◆ **WHAT TO WORK ON**
Extract the passage about Maitland rugby league players below in full, word for word.

◆ **PASSAGE PROVIDED**
NSW Country representative Rochow is now a mainstay in the Knights starting line-up and has been in the second-row for the best part of five winters, but the East Maitland Griffins junior was originally recruited by the Melbourne Storm after playing first grade for Kurri as a fullback.
And as for Bird, who married Rochow’s sister Becky in 2014, unwanted by the Knights in the early days he forged his controversial career with Cronulla, later the Gold Coast, but most famously for NSW at State of Origin level and as part of a World Cup winning Australian side.
“Greg Bird was a West Maitland junior and I played a lot of my footy with and against him,” Lantry said.
“There was one season around 1997-1998 when we became the first Maitland association side to win a [junior] country championship and Birdy was on the bench.
“But he kept working at it and eventually got an opportunity at 13, made his way into Knights junior teams, picked up an NRL contract and has played many representative games for both his state and country.
“It shows that you don’t have to necessarily come out of the system to make it, there are other ways.”
Maitland products Andrew Everingham and Luke Dorn are also testament to that in the Knights era.
Everingham, who has Philippine family origins, never quite cracked the Knights but burst onto the scene as a 25-year-old in 2012, scoring eight tries in his opening five matches for the South Sydney Rabbitohs before defecting to rugby union in Japan two seasons later.
Dorn, born in 1982, played Knights juniors, but got his shot with the Northern Eagles, Manly and the Sydney Roosters between 2002 and 2004 before moving to England, where he still runs around, and only last season became the highest scoring overseas player in Super League history with 642 points.
“You’re never going to pick up everyone and these days it is a very competitive market out there,” Lantry said.
“But having an NRL team in the Hunter is vital because it gives kids an opportunity to live their dreams here.”

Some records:
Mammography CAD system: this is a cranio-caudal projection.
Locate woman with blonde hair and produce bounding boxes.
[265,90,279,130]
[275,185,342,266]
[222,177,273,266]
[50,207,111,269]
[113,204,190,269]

◆ **SOLUTION FOR THIS EXERCISE**
NSW Country representative Rochow is now a mainstay in the Knights starting line-up and has been in the second-row for the best part of five winters, but the East Maitland Griffins junior was originally recruited by the Melbourne Storm after playing first grade for Kurri as a fullback.
And as for Bird, who married Rochow’s sister Becky in 2014, unwanted by the Knights in the early days he forged his controversial career with Cronulla, later the Gold Coast, but most famously for NSW at State of Origin level and as part of a World Cup winning Australian side.
“Greg Bird was a West Maitland junior and I played a lot of my footy with and against him,” Lantry said.
“There was one season around 1997-1998 when we became the first Maitland association side to win a [junior] country championship and Birdy was on the bench.
“But he kept working at it and eventually got an opportunity at 13, made his way into Knights junior teams, picked up an NRL contract and has played many representative games for both his state and country.
“It shows that you don’t have to necessarily come out of the system to make it, there are other ways.”
Maitland products Andrew Everingham and Luke Dorn are also testament to that in the Knights era.
Everingham, who has Philippine family origins, never quite cracked the Knights but burst onto the scene as a 25-year-old in 2012, scoring eight tries in his opening five matches for the South Sydney Rabbitohs before defecting to rugby union in Japan two seasons later.
Dorn, born in 1982, played Knights juniors, but got his shot with the Northern Eagles, Manly and the Sydney Roosters between 2002 and 2004 before moving to England, where he still runs around, and only last season became the highest scoring overseas player in Super League history with 642 points.
“You’re never going to pick up everyone and these days it is a very competitive market out there,” Lantry said.
“But having an NRL team in the Hunter is vital because it gives kids an opportunity to live their dreams here.”